▸ Work to complete: Pick out each line of the records that contains the string "table", matching case exactly, and copy those lines in order.

▸ Listing:

☆ ☆ ☆

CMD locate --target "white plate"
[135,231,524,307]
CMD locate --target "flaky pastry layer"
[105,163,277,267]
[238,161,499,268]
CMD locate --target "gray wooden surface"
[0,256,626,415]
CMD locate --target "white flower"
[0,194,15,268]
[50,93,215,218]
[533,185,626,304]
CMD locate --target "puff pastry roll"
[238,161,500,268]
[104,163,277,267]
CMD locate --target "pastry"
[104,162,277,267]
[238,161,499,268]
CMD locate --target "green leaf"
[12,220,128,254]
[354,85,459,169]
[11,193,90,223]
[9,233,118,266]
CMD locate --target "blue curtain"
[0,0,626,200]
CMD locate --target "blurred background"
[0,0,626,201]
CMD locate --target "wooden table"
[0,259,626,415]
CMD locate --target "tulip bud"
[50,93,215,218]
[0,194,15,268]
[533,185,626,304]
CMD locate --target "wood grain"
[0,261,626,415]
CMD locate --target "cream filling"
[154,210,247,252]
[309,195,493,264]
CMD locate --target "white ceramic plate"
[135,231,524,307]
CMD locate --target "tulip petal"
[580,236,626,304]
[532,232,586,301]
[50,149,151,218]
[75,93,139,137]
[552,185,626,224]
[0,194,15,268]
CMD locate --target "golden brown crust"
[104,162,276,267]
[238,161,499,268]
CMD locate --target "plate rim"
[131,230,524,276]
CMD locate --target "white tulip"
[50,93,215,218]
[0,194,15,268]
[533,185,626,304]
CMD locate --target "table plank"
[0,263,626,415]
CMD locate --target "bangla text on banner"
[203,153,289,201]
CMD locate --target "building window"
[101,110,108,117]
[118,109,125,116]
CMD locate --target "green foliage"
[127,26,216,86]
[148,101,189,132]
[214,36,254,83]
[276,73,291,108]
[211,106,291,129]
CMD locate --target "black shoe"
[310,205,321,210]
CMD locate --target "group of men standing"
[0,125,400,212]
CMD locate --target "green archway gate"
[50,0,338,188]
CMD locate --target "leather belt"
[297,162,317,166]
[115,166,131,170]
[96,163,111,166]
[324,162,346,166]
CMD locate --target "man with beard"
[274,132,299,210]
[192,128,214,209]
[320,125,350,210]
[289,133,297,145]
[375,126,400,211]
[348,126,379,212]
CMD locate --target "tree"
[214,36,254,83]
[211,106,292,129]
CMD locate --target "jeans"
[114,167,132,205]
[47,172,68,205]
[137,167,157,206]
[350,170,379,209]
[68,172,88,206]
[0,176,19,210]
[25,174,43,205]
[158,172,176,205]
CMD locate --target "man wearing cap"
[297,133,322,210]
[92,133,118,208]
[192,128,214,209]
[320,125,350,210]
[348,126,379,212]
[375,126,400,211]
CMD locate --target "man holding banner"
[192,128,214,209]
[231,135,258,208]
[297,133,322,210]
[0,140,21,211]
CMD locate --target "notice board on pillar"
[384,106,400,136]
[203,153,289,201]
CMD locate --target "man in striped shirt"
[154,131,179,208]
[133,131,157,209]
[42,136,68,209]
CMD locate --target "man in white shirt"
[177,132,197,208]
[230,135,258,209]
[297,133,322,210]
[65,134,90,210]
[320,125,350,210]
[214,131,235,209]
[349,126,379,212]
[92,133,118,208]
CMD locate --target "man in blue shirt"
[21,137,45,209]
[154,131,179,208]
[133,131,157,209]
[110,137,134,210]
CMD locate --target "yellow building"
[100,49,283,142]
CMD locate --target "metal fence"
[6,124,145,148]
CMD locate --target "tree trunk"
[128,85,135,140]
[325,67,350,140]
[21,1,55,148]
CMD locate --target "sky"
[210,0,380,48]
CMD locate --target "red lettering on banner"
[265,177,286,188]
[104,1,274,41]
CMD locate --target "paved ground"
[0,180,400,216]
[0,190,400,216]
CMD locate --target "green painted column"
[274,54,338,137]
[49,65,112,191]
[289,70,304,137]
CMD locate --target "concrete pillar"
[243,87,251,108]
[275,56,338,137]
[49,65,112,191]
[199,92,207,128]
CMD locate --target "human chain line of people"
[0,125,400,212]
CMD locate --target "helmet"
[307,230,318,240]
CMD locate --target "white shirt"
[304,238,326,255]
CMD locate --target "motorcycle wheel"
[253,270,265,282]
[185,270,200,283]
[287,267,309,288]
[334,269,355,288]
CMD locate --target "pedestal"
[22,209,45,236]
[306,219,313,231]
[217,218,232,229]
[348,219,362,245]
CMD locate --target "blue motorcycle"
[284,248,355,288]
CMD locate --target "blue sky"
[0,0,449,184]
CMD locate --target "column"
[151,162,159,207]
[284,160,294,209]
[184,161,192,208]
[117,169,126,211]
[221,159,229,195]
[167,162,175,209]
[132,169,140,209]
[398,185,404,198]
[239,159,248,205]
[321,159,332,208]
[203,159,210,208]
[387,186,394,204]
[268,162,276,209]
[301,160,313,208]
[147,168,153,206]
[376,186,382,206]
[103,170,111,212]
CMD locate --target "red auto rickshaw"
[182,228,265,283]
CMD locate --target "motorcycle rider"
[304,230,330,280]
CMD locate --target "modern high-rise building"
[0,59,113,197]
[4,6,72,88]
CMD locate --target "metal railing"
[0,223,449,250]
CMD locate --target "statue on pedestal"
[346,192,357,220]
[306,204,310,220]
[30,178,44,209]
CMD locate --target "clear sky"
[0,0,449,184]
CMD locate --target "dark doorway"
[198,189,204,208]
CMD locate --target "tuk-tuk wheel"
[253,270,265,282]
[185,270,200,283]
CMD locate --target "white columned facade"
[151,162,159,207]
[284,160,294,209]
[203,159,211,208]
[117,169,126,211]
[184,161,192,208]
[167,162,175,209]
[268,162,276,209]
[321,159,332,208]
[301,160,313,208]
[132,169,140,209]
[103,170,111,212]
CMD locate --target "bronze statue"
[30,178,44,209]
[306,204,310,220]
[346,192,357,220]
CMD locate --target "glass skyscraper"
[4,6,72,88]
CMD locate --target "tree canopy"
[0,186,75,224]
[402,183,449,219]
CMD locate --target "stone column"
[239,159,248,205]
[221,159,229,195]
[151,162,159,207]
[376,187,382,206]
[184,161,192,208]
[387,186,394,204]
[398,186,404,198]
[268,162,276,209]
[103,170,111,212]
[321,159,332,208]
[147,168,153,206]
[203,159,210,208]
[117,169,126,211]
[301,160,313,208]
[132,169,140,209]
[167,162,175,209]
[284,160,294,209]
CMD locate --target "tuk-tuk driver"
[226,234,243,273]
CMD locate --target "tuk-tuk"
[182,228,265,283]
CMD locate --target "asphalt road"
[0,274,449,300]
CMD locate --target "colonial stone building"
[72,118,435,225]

☆ ☆ ☆

▸ Task output:
CMD locate --target "wooden table"
CMD locate --target "table plank"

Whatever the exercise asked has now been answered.